• **Görev Metni**:
Sahte sahabîlerle ilgili metinde "4- Cübeyr İbnu'l-Hâris." ifadesiyle başlayıp "tarihi kriterle reddedilmiştir." ifadesine kadar devam eden bölümü kelimesi kelimesine yazınız.

• **Seçilen Metin**:
————

Nitekim pek çok şarlatan asırlarca sonra sahâbî olduğunu iddia ederek sahte hadîsler rivâyet etmiş ve kendilerine inanacak câhil, saf kişiler bile bulmuştur. İbnu Hacer, el-İsâbe'nin el-Kısmu'r-Râbi diye ayırdığı bölümlerde onlar hakkında bilgi verir. Her biriyle ilgili hikâye ve teferruatı mezkûr kitaba bakarak bu sahte sahabilerden bir kaçının ismini ve ölüm târihini kaydedelim:
1- Osmân İbnu'l-Hattâb: Bağdad'da zuhûr etti. Vefatı: 327/938.
2- Cafer İbnu Nestûr er-Rûmî: Farab'ta çıktı. Vefatı: 350'den sonra.
3- Sarbatak: Hindistan prenslerinden. Vefatı: 333/944.
4- Cübeyr İbnu'l-Hâris. Vefatı: 576'dan sonra.
5- er-Rebî' İbnu Mahmûd, Mardinli bir sûfı. Vefatı: 599/1202.
6- Ebu'r-Rida Ratan, Hindistan'ın Batranda şehrinden. Vefatı: 632/1443 veya 709/1309'dur.
7- Kays İbnu Temîm et-Tâî. Geylan şehrinde çıktı. Vefatı: 517/1123'den sonra.
Hadîs ulemâsı, yukarıda kaydedilen ihbâr-ı Nebevî'ye muvafık şekilde, Mekke'de 100-110 târihleri arasında vefat eden Ebu't-Tufeyl Âmir İbnu Vesîle el-Cühenî'nin en son vefat eden sahabî olduğunda ittifak eder.409
Muammerun (uzun yaşayanlar) dan olduğunu söyleyerek uzun yıllar hatta asırlar sonra kendisinin sahabi olduğunu iddia eden kişilere rastlanmış ve bunların iddiaları bu tarihi kriterle reddedilmiştir.

————

• **Çıkarılan Satırlar**:
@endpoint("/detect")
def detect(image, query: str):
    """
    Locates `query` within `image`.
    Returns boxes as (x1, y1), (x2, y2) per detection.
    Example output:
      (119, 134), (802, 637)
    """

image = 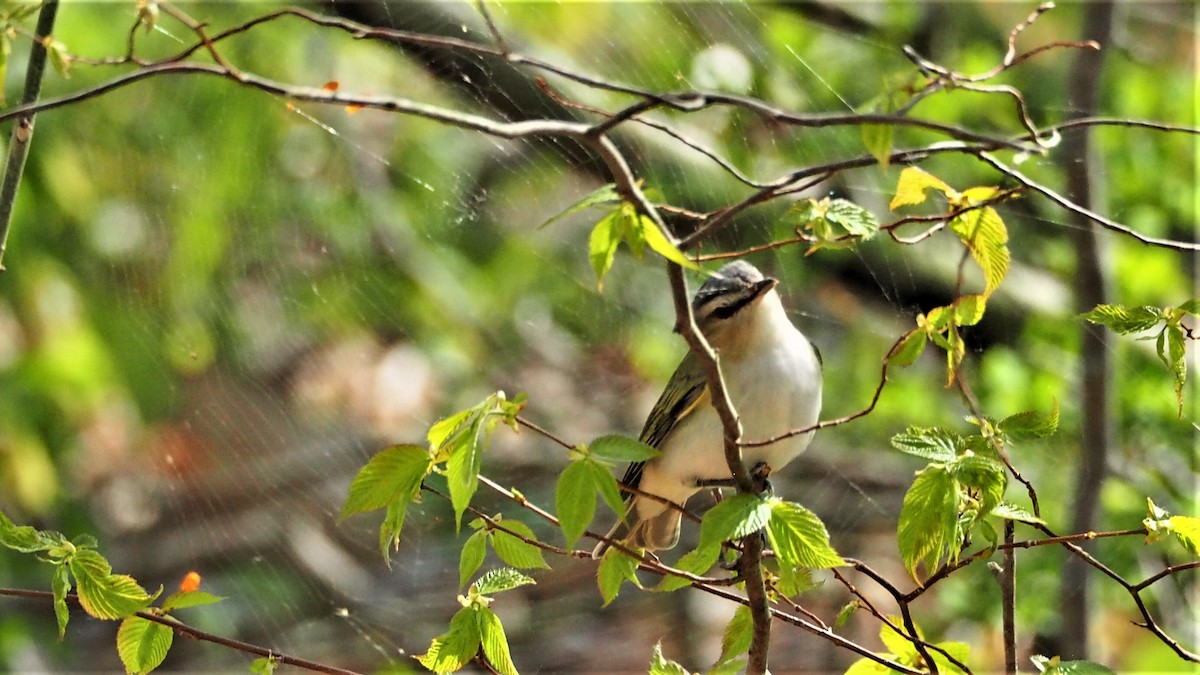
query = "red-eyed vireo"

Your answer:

————

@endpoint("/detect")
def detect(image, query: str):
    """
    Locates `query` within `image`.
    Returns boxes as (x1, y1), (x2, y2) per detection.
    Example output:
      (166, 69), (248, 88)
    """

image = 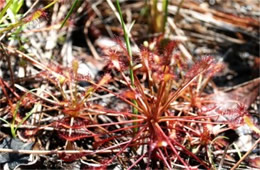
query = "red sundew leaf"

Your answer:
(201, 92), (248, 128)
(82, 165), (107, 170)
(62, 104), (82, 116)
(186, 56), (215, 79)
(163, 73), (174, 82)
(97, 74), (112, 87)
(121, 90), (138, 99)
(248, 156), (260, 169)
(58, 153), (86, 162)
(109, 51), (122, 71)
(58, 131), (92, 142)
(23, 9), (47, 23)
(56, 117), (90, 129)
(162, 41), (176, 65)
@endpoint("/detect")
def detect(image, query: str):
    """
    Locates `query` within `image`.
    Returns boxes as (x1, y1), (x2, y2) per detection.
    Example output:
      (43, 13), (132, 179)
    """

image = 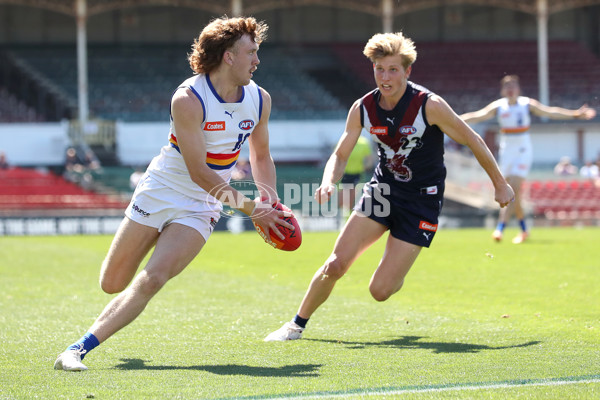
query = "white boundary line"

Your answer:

————

• **Görevin Cevabı**:
4- Cübeyr İbnu'l-Hâris. Vefatı: 576'dan sonra.
5- er-Rebî' İbnu Mahmûd, Mardinli bir sûfı. Vefatı: 599/1202.
6- Ebu'r-Rida Ratan, Hindistan'ın Batranda şehrinden. Vefatı: 632/1443 veya 709/1309'dur.
7- Kays İbnu Temîm et-Tâî. Geylan şehrinde çıktı. Vefatı: 517/1123'den sonra.
Hadîs ulemâsı, yukarıda kaydedilen ihbâr-ı Nebevî'ye muvafık şekilde, Mekke'de 100-110 târihleri arasında vefat eden Ebu't-Tufeyl Âmir İbnu Vesîle el-Cühenî'nin en son vefat eden sahabî olduğunda ittifak eder.409
Muammerun (uzun yaşayanlar) dan olduğunu söyleyerek uzun yıllar hatta asırlar sonra kendisinin sahabi olduğunu iddia eden kişilere rastlanmış ve bunların iddiaları bu tarihi kriterle reddedilmiştir.